GIVEN REQUEST: Copy the entries below word for word, starting at the very beginning and ending at the line that contains "(1054, 783)", with both of those lines included.

┌─ PROVIDED DATA

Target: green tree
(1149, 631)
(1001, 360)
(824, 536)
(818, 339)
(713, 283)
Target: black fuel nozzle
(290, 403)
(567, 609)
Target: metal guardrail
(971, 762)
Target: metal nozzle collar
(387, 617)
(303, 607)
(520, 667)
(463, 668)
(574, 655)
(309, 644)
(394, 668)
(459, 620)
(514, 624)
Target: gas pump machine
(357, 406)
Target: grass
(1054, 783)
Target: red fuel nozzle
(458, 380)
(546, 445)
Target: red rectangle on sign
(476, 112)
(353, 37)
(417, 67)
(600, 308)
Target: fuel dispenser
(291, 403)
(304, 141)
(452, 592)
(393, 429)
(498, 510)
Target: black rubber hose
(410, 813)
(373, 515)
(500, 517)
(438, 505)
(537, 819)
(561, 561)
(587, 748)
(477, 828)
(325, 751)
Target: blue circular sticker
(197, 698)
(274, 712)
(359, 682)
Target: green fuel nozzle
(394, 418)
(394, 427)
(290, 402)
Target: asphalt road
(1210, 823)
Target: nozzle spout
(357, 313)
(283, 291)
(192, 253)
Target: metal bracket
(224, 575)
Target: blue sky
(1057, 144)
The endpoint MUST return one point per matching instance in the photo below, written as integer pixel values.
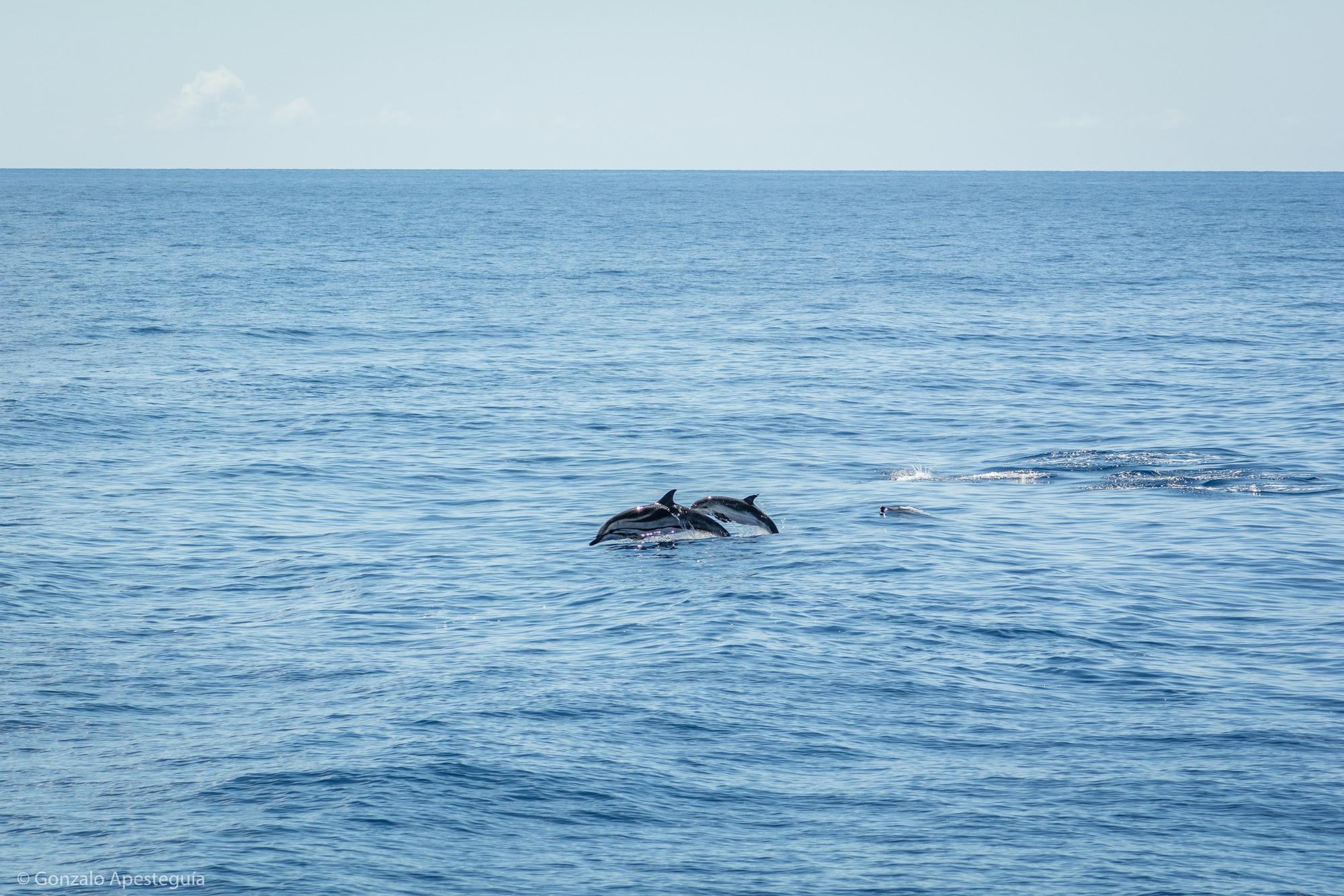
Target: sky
(730, 85)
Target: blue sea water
(299, 469)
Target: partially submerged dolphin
(734, 511)
(665, 518)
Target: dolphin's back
(737, 511)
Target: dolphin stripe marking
(665, 518)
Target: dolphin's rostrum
(665, 518)
(734, 511)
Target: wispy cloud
(390, 118)
(294, 112)
(1080, 123)
(213, 97)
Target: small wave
(1185, 469)
(1007, 476)
(1217, 480)
(911, 475)
(1097, 460)
(925, 475)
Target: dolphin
(663, 518)
(734, 511)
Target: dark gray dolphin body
(734, 511)
(661, 519)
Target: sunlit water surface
(298, 475)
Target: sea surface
(299, 469)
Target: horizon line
(767, 171)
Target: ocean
(299, 471)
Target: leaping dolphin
(661, 519)
(734, 511)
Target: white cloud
(1080, 123)
(213, 97)
(294, 112)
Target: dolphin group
(666, 519)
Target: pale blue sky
(674, 85)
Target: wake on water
(1204, 471)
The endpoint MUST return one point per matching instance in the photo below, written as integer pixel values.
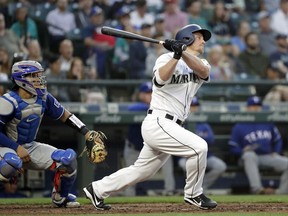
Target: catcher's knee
(9, 165)
(67, 158)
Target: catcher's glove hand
(95, 147)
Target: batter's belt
(166, 115)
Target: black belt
(170, 117)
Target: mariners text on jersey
(184, 78)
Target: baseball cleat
(201, 201)
(65, 202)
(97, 202)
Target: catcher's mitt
(95, 147)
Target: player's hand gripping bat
(129, 35)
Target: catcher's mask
(29, 76)
(185, 34)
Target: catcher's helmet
(185, 34)
(29, 76)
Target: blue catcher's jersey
(20, 119)
(134, 130)
(264, 138)
(205, 131)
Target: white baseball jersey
(170, 97)
(163, 134)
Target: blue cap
(195, 101)
(254, 101)
(95, 11)
(145, 87)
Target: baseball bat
(129, 35)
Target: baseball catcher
(21, 113)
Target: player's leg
(251, 167)
(170, 138)
(147, 164)
(64, 163)
(130, 155)
(215, 167)
(169, 179)
(10, 164)
(280, 164)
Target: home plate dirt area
(142, 208)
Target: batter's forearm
(166, 71)
(196, 64)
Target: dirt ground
(142, 208)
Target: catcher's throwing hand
(95, 146)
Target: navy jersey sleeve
(53, 108)
(6, 114)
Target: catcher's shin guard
(66, 171)
(10, 163)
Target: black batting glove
(178, 49)
(168, 44)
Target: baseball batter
(21, 113)
(177, 77)
(215, 165)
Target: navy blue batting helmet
(185, 34)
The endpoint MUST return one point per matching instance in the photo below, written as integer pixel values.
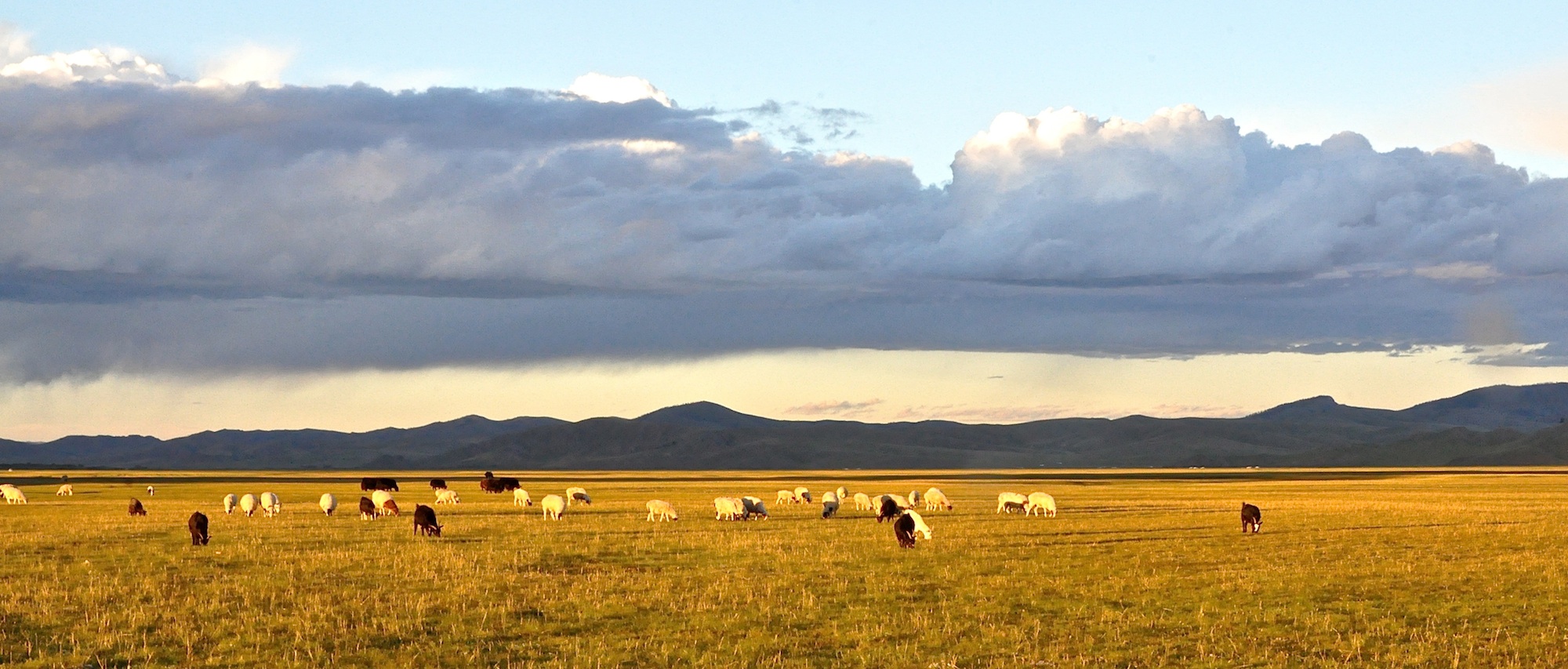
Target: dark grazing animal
(426, 522)
(198, 526)
(890, 511)
(1252, 518)
(904, 529)
(368, 509)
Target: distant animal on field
(198, 526)
(249, 504)
(937, 500)
(1011, 503)
(426, 522)
(575, 493)
(659, 509)
(1252, 518)
(368, 509)
(1044, 503)
(328, 503)
(553, 504)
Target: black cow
(1252, 518)
(891, 511)
(198, 526)
(904, 529)
(368, 509)
(426, 522)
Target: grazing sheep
(554, 504)
(249, 504)
(368, 509)
(575, 493)
(1011, 503)
(1044, 503)
(1252, 518)
(426, 522)
(728, 509)
(937, 500)
(753, 506)
(659, 509)
(328, 503)
(863, 501)
(198, 526)
(270, 504)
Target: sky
(382, 214)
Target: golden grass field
(1454, 569)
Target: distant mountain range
(1487, 426)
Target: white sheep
(249, 504)
(270, 504)
(575, 493)
(1044, 503)
(753, 506)
(863, 501)
(554, 504)
(937, 500)
(659, 509)
(1011, 501)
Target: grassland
(1139, 569)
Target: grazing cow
(1252, 518)
(890, 509)
(659, 509)
(830, 503)
(753, 506)
(426, 522)
(1044, 503)
(328, 503)
(270, 504)
(575, 493)
(728, 509)
(249, 504)
(863, 501)
(554, 504)
(937, 500)
(198, 526)
(1011, 503)
(368, 509)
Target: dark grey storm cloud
(169, 227)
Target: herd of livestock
(899, 509)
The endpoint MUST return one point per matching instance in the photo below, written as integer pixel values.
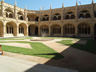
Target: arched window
(69, 15)
(31, 17)
(84, 14)
(9, 29)
(69, 29)
(9, 13)
(57, 17)
(20, 16)
(45, 18)
(83, 29)
(36, 19)
(6, 14)
(21, 29)
(44, 29)
(56, 29)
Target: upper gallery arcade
(75, 21)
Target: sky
(45, 4)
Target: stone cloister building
(76, 21)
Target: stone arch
(57, 16)
(69, 15)
(9, 12)
(69, 29)
(31, 16)
(1, 29)
(33, 30)
(45, 18)
(23, 29)
(11, 28)
(55, 30)
(84, 29)
(44, 30)
(84, 14)
(20, 15)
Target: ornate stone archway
(11, 29)
(44, 30)
(69, 29)
(84, 29)
(23, 29)
(55, 30)
(33, 30)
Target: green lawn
(19, 38)
(57, 38)
(66, 42)
(38, 49)
(90, 46)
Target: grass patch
(66, 42)
(23, 38)
(57, 38)
(90, 46)
(38, 49)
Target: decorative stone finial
(92, 1)
(2, 0)
(76, 3)
(40, 8)
(15, 3)
(50, 6)
(62, 5)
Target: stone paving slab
(8, 64)
(18, 45)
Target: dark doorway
(33, 30)
(95, 31)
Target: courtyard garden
(42, 50)
(89, 45)
(38, 49)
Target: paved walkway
(8, 64)
(73, 58)
(18, 45)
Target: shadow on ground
(74, 58)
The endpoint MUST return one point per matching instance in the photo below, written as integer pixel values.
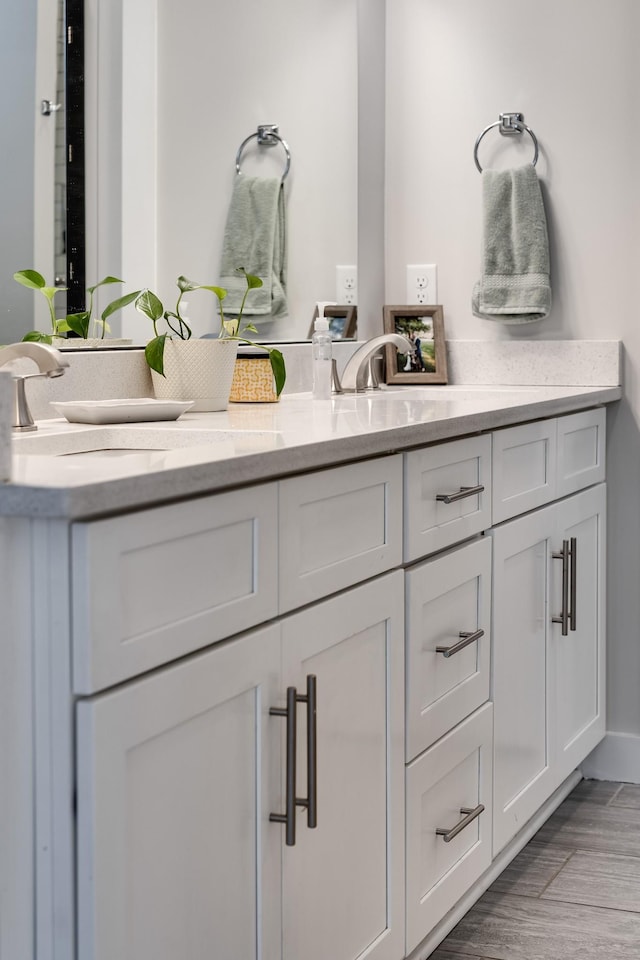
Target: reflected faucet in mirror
(356, 374)
(50, 363)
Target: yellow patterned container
(253, 381)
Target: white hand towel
(255, 239)
(514, 286)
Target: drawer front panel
(168, 581)
(446, 597)
(581, 450)
(524, 468)
(451, 777)
(338, 528)
(430, 524)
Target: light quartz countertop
(75, 471)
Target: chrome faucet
(355, 375)
(50, 363)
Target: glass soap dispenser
(321, 350)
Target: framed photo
(342, 321)
(424, 327)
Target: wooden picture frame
(343, 321)
(430, 365)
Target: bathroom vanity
(411, 584)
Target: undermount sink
(116, 441)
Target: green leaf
(36, 337)
(184, 284)
(154, 353)
(230, 327)
(78, 322)
(103, 282)
(31, 279)
(123, 302)
(148, 304)
(278, 368)
(183, 330)
(50, 292)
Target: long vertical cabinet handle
(289, 816)
(573, 551)
(311, 800)
(564, 613)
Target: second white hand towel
(254, 238)
(514, 286)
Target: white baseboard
(617, 757)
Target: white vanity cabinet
(548, 636)
(456, 663)
(180, 771)
(176, 775)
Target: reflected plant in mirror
(78, 323)
(150, 305)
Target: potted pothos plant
(173, 353)
(78, 323)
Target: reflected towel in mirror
(255, 238)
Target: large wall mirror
(170, 92)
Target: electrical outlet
(347, 285)
(422, 285)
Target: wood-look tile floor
(573, 893)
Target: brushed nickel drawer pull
(289, 816)
(465, 639)
(564, 613)
(573, 553)
(311, 800)
(462, 494)
(471, 814)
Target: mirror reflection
(172, 113)
(165, 118)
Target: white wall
(573, 69)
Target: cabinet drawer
(452, 776)
(581, 450)
(524, 468)
(446, 598)
(444, 471)
(337, 528)
(152, 586)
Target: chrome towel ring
(510, 124)
(267, 136)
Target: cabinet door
(343, 882)
(176, 857)
(578, 658)
(523, 772)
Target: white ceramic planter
(90, 343)
(198, 370)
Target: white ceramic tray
(142, 409)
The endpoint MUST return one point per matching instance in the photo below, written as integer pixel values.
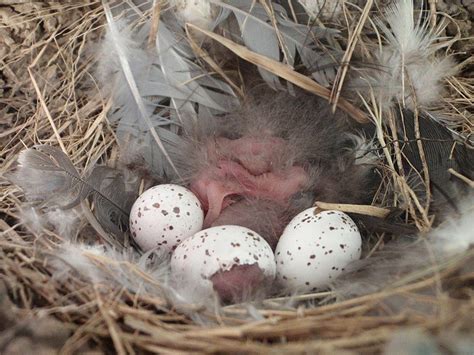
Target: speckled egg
(165, 215)
(315, 248)
(232, 260)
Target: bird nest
(50, 300)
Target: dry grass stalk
(55, 101)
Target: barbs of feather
(49, 179)
(267, 30)
(156, 91)
(410, 71)
(442, 151)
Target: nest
(49, 96)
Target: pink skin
(238, 283)
(243, 167)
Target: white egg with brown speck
(165, 215)
(233, 261)
(315, 248)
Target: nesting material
(121, 109)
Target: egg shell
(215, 250)
(165, 215)
(314, 249)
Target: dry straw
(49, 96)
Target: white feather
(410, 71)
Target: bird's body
(265, 163)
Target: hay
(48, 96)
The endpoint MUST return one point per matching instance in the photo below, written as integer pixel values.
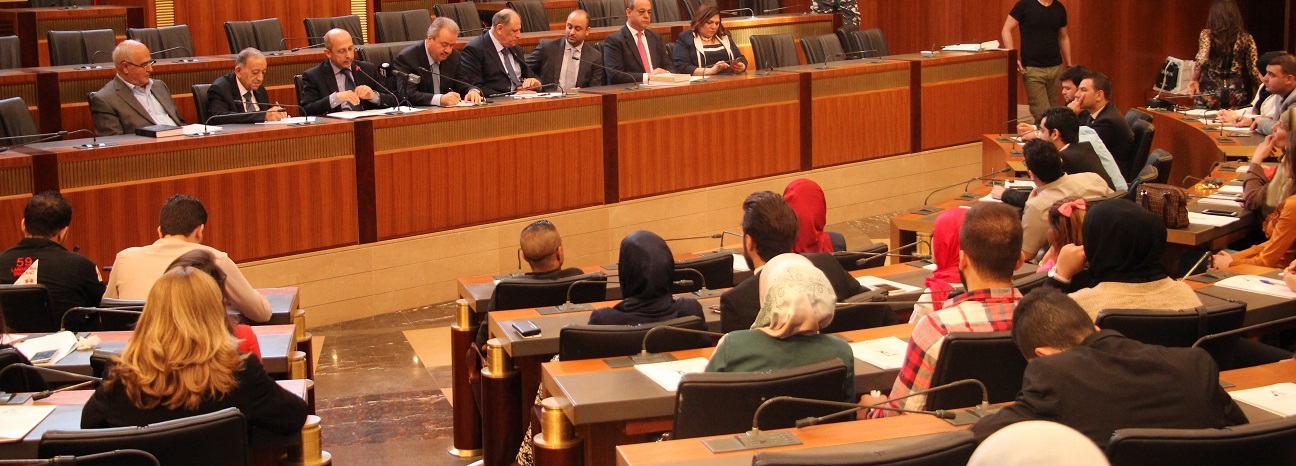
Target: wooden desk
(33, 23)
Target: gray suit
(117, 111)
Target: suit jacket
(223, 99)
(1112, 382)
(621, 53)
(547, 62)
(117, 111)
(318, 83)
(740, 304)
(482, 66)
(414, 60)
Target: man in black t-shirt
(1045, 48)
(71, 278)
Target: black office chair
(578, 342)
(1257, 443)
(158, 39)
(717, 272)
(1181, 328)
(524, 293)
(725, 403)
(944, 449)
(213, 439)
(986, 356)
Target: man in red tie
(634, 52)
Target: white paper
(668, 374)
(20, 420)
(1261, 285)
(883, 352)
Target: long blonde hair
(182, 351)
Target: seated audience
(1098, 381)
(182, 361)
(1122, 246)
(646, 267)
(71, 278)
(796, 303)
(990, 238)
(180, 229)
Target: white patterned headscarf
(796, 298)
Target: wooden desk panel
(452, 167)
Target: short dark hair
(182, 214)
(1075, 74)
(47, 214)
(1064, 122)
(1042, 159)
(1047, 317)
(771, 223)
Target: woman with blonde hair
(183, 361)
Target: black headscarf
(1124, 242)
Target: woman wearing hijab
(796, 302)
(1124, 245)
(646, 267)
(945, 254)
(806, 199)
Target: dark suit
(117, 111)
(1116, 135)
(621, 53)
(547, 62)
(1113, 382)
(223, 99)
(319, 82)
(482, 66)
(414, 60)
(740, 304)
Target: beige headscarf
(796, 298)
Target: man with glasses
(132, 99)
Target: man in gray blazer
(568, 61)
(132, 99)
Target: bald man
(341, 82)
(568, 60)
(132, 99)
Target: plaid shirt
(976, 311)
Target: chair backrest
(986, 356)
(213, 439)
(774, 51)
(528, 293)
(717, 272)
(1180, 328)
(1259, 443)
(725, 403)
(578, 342)
(27, 308)
(944, 449)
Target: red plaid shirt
(976, 311)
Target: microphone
(647, 357)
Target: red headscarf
(945, 254)
(806, 199)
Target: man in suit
(769, 229)
(635, 52)
(437, 64)
(1099, 113)
(341, 82)
(132, 99)
(240, 92)
(564, 61)
(494, 62)
(1098, 381)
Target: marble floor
(381, 383)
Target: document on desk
(668, 374)
(20, 420)
(883, 352)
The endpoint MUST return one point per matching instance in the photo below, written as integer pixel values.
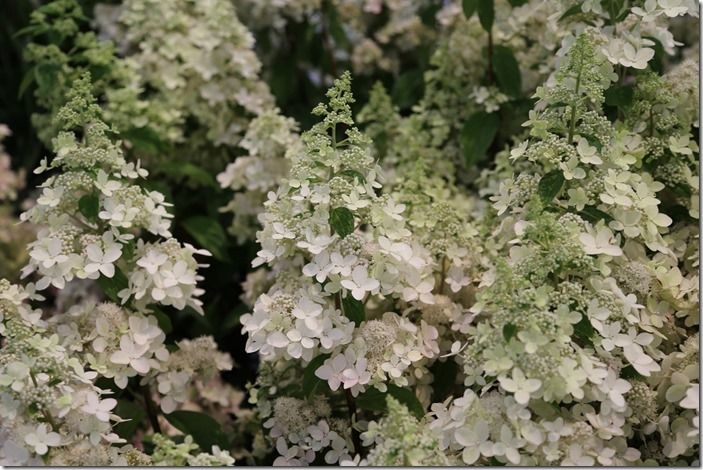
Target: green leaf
(163, 319)
(620, 96)
(477, 135)
(145, 139)
(509, 331)
(191, 173)
(408, 88)
(310, 381)
(507, 71)
(583, 330)
(27, 81)
(353, 174)
(629, 373)
(445, 374)
(469, 7)
(593, 215)
(128, 410)
(375, 400)
(486, 14)
(112, 286)
(205, 430)
(574, 10)
(550, 185)
(353, 309)
(209, 234)
(342, 221)
(46, 74)
(89, 206)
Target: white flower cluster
(267, 140)
(354, 250)
(570, 305)
(92, 214)
(91, 211)
(197, 58)
(48, 398)
(589, 297)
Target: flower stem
(151, 410)
(356, 439)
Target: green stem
(151, 410)
(572, 125)
(490, 57)
(47, 415)
(356, 438)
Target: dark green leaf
(550, 185)
(574, 10)
(469, 7)
(191, 173)
(408, 398)
(205, 430)
(46, 75)
(620, 96)
(353, 174)
(112, 286)
(209, 234)
(593, 215)
(445, 374)
(310, 381)
(583, 331)
(342, 221)
(89, 206)
(486, 14)
(375, 400)
(128, 410)
(657, 62)
(408, 88)
(353, 309)
(507, 71)
(27, 80)
(145, 139)
(629, 373)
(509, 331)
(476, 136)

└─

TASK OUTPUT:
Target: green tree
(1149, 631)
(1001, 360)
(824, 536)
(818, 339)
(713, 283)
Target: black fuel nozzle
(290, 403)
(567, 609)
Target: metal guardrail
(971, 762)
Target: metal nozzle collar
(387, 617)
(303, 607)
(520, 667)
(463, 668)
(574, 655)
(309, 644)
(394, 668)
(459, 620)
(514, 624)
Target: gas pump machine
(357, 406)
Target: grass
(1054, 783)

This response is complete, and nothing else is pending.